• **Your instructions**: Write out the data once more, exactly as it reads.

++++++++++

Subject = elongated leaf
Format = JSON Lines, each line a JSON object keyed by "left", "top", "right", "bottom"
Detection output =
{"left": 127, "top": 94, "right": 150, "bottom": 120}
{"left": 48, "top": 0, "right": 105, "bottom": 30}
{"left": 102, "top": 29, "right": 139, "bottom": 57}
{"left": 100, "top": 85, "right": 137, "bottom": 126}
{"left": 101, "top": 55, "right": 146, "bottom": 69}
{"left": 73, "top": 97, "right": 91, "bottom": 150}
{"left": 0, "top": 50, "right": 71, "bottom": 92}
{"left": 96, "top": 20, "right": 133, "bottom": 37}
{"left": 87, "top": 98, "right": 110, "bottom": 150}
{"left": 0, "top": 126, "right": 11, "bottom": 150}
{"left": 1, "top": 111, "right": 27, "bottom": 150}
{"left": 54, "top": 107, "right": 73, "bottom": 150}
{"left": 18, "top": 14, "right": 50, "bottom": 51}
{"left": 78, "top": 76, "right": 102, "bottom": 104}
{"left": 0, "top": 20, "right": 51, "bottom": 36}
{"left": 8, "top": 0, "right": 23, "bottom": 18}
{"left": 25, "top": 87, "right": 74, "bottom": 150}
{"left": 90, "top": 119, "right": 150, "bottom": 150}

++++++++++

• **Your response**:
Subject = elongated leaf
Format = JSON Lines, each line a JSON object keyed by "left", "top", "right", "bottom"
Detection output =
{"left": 127, "top": 94, "right": 150, "bottom": 120}
{"left": 48, "top": 0, "right": 105, "bottom": 30}
{"left": 102, "top": 29, "right": 139, "bottom": 57}
{"left": 100, "top": 85, "right": 137, "bottom": 126}
{"left": 101, "top": 55, "right": 146, "bottom": 69}
{"left": 73, "top": 97, "right": 91, "bottom": 150}
{"left": 0, "top": 50, "right": 71, "bottom": 92}
{"left": 96, "top": 20, "right": 133, "bottom": 37}
{"left": 87, "top": 98, "right": 110, "bottom": 150}
{"left": 0, "top": 126, "right": 11, "bottom": 150}
{"left": 1, "top": 111, "right": 27, "bottom": 150}
{"left": 54, "top": 107, "right": 73, "bottom": 150}
{"left": 18, "top": 14, "right": 50, "bottom": 51}
{"left": 78, "top": 76, "right": 102, "bottom": 104}
{"left": 0, "top": 20, "right": 51, "bottom": 36}
{"left": 8, "top": 0, "right": 23, "bottom": 18}
{"left": 25, "top": 87, "right": 74, "bottom": 150}
{"left": 90, "top": 119, "right": 150, "bottom": 150}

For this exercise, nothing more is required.